**TEXT PROVIDED:**
————————
The McBarge began to sink today, so it seems like a good time to check back at our 2018 story of how this floating restaurant came to be.
We’ve all been there: enjoying a family pack of chicken nuggets after a hard day at the office (get it, girl!), elbow deep in sweet-and-sour dipping sauce, wondering why, in this day and age, are we not able to have this sort of fulfilling fast-food experience…at sea?!
It’s frustrating, because though today we’re forced to consume our all-beef patties, land-locked like idiots, McDonald’s was once on the forefront of ocean-burger technology. During Expo 86, the fast-food giant opened up a state-of-the-art floating bistro in Vancouver: at 187 feet long, the grand dame McBarge—a.k.a. the Friendship 500—proudly hosted 12,000 people a day, none of whom were me, thanks to a cruel twist of fate in which I was not alive yet. Staff allegedly described the food experience as “performance art,” which is not the kind of pride I see today from the stoned teens messing up my hangover-breakfast order. (I said a McMuffin with a hashbrown instead of sausage and then two more hashbrowns instead of the English muffin! I don’t see what’s so hard about this!)
————————
**Location identification entries:**
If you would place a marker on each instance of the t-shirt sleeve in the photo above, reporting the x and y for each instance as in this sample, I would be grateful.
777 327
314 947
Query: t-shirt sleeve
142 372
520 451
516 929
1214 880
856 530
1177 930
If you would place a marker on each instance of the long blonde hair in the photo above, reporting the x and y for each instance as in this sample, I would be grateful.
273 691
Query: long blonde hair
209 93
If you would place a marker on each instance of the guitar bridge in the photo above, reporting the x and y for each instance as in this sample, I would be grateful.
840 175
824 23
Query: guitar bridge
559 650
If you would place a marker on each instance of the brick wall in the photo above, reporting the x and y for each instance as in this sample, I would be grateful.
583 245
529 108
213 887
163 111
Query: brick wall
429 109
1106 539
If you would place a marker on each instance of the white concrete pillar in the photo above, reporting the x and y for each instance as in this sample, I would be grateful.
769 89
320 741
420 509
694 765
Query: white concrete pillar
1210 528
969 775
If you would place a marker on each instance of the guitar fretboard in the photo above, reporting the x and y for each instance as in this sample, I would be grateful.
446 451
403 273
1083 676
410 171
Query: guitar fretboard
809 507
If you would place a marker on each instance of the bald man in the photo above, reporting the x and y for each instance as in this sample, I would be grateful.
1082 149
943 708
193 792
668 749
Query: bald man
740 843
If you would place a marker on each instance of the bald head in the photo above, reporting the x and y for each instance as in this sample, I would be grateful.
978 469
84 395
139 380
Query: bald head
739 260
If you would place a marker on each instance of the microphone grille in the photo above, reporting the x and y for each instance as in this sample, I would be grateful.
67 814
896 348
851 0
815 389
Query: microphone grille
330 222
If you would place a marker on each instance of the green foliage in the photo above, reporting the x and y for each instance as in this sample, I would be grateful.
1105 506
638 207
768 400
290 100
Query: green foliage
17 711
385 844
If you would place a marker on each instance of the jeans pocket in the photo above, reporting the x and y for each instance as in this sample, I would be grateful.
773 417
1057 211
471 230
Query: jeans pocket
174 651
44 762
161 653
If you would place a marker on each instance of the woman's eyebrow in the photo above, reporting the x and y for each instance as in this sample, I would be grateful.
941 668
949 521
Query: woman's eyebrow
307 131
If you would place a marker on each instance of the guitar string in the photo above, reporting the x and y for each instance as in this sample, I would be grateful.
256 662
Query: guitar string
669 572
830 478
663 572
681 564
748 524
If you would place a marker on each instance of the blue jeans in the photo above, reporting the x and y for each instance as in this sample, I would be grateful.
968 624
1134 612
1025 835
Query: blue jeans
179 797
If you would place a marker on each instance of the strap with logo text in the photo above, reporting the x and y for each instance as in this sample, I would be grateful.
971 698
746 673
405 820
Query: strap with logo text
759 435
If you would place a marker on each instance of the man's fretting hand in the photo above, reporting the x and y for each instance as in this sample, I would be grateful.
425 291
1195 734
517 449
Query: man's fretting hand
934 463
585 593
————————
**WORK TO DO:**
a - From the McBarge article, transcribe the stretch from "We’ve all been" through "fast-food experience…at sea?!".
b - Condense the paragraph of the McBarge article that begins "It’s frustrating, because" into a short list of its main facts.
c - In the McBarge article, what other name is given for the McBarge?

**COMPLETED EXERCISE:**
a -
We’ve all been there: enjoying a family pack of chicken nuggets after a hard day at the office (get it, girl!), elbow deep in sweet-and-sour dipping sauce, wondering why, in this day and age, are we not able to have this sort of fulfilling fast-food experience…at sea?!

b -
- McDonald's was once a leader in floating restaurants.
- During Expo 86, it opened a floating bistro in Vancouver.
- The McBarge, also called the Friendship 500, was 187 feet long and hosted 12,000 people a day.
- Staff allegedly described the food experience as "performance art."
- The writer was not alive at the time and complains that today's staff got a breakfast order wrong.

c - The Friendship 500.